Goal of the exercise:
Please copy the records from the line containing "Return the outline of every instance of the tree." through the line containing "[[[0,104],[10,103],[16,96],[17,90],[7,80],[0,80]]]", with both of those lines included, and reproduce that stretch without any change.

Task inputs:
□ □ □
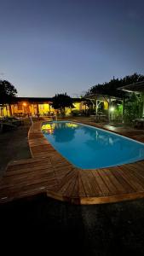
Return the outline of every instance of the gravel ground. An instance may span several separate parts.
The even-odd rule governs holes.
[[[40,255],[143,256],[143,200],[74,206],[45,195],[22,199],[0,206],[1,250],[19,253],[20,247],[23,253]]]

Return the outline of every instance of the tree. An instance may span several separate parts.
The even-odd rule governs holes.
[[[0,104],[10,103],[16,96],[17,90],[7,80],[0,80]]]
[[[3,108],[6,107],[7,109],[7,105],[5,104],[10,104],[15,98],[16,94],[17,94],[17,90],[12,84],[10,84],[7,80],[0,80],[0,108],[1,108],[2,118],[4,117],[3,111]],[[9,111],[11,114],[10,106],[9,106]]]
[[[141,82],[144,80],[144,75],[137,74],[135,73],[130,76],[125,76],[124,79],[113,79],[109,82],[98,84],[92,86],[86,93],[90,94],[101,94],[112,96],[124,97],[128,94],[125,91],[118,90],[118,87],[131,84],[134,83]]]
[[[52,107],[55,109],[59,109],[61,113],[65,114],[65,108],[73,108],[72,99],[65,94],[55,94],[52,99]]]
□ □ □
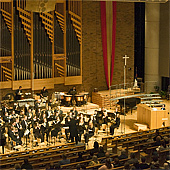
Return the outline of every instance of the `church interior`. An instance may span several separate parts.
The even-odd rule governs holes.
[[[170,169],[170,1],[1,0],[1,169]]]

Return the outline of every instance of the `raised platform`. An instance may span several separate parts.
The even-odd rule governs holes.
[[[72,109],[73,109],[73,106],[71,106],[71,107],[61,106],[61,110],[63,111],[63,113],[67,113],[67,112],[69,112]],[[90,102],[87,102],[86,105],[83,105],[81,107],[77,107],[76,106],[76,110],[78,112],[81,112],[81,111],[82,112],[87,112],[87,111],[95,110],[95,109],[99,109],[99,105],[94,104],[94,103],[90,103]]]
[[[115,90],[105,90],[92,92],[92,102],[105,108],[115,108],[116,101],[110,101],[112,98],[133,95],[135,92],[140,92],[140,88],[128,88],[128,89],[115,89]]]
□ □ □
Exercise solution:
Return the outline of every instance of the tree. An instance may span several separate parts.
The even-odd rule governs holes.
[[[0,104],[10,103],[16,96],[17,90],[7,80],[0,80]]]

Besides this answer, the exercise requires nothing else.